Этому есть свои причины. Именно гетера была для античного общества наставницей в «науке любви» — и не только любви телесной, но и, как это ни неожиданно, любви духовной. И античная поэзия не хотела забывать об этой школе.
Мы видели: для античного человека жизнь делилась на две части, «дело» и «досуг». «Делом» для мужчины было хозяйство, война и политика. Любовь для него была «досугом». Там он был деятелем — в любви он был потребителем. Но для женщины — наоборот. Любовь для нее была не «досугом», а «делом» — семейным долгом, если она была замужем, источником заработка, если она была предоставлена самой себе. Здесь она была деятельницей, производительницей, дающей, а не берущей стороной. Для хороших жен римляне не скупились на уважение: «единомужняя», «постоянная», «добронравная» — читаем мы в надписях на женских могилах. И для гетер, которые были способны на то же самое — привязанность, верность, уступчивость, — общественное уважение было открыто (правда, конечно, больше в теории, чем на практике). Выражением его была поэзия греческой комедии (с персонажей которой брали пример сверстники Катулла). Молодая гетера (или почти гетера), в которую безумно влюблен юноша и которая потом по счастливому узнанию вдруг оказывается свободной, благородной и годной ему в законные жены, была в комедии постоянным персонажем. «Она мне душу и жизнь доверила, я ее за жену считал», — говорит о такой героине юноша у Теренция («Андриянка», 271–273), и это уже предвещает Катулловы чувства к его возлюбленной; а еще поколение спустя продолжатель Катулла Проперций скажет своей героине: «…Вечной любовницей ты, вечной мне будешь женой» (II, 6, 42). Это значит: когда в мужской жизни раздвинулся досуг, то в ней больше места заняла любовь, из развлечения она стала делом, делу нужно было учиться, а учиться можно было только у женщины. Катулл стоит здесь на переломе, и мы видим даже точку этого перелома — стихотворение № 51, «Тот мне видится богу подобен…», описание своей любви, переведенное из Сапфо. Античный поэт впервые пытается описать свою любовь не извне, а изнутри, не как провождение «досуга», а как подлинное душевное «дело»; и для этого он идет на выучку к женщине, для которой любовь была «делом» всегда.

* **Твоя задача**
Повторите слово в слово кусок исходного текста, начиная со слов «Этому есть свои» и заканчивая словами «об этой школе.» включительно.

* **Записи**
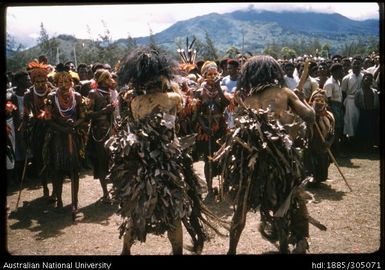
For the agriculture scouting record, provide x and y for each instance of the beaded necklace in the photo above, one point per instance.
(71, 104)
(40, 94)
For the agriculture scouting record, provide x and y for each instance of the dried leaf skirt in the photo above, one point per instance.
(153, 179)
(262, 169)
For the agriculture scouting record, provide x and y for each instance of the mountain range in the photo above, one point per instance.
(253, 30)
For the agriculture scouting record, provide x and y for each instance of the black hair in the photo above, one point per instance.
(260, 71)
(233, 62)
(97, 66)
(335, 67)
(144, 66)
(19, 74)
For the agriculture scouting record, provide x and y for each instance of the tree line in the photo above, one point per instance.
(103, 49)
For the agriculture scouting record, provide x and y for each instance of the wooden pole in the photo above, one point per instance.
(331, 156)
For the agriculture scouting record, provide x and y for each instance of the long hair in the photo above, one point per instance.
(260, 72)
(146, 69)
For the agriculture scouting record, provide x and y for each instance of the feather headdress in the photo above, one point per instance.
(37, 70)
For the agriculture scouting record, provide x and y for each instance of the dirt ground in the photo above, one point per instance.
(352, 219)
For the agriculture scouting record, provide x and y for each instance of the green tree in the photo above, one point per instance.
(288, 53)
(47, 46)
(231, 52)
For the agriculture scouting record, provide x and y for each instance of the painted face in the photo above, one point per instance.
(40, 84)
(64, 82)
(211, 75)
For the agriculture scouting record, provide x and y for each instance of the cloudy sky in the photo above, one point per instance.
(88, 21)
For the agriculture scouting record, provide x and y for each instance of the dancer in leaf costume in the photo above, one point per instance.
(260, 166)
(152, 177)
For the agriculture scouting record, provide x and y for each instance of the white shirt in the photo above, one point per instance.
(291, 83)
(333, 89)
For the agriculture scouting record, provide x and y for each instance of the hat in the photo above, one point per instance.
(37, 70)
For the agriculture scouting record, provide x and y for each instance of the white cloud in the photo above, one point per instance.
(136, 20)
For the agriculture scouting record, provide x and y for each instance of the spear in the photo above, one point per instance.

* **Результат**
Этому есть свои причины. Именно гетера была для античного общества наставницей в «науке любви» — и не только любви телесной, но и, как это ни неожиданно, любви духовной. И античная поэзия не хотела забывать об этой школе.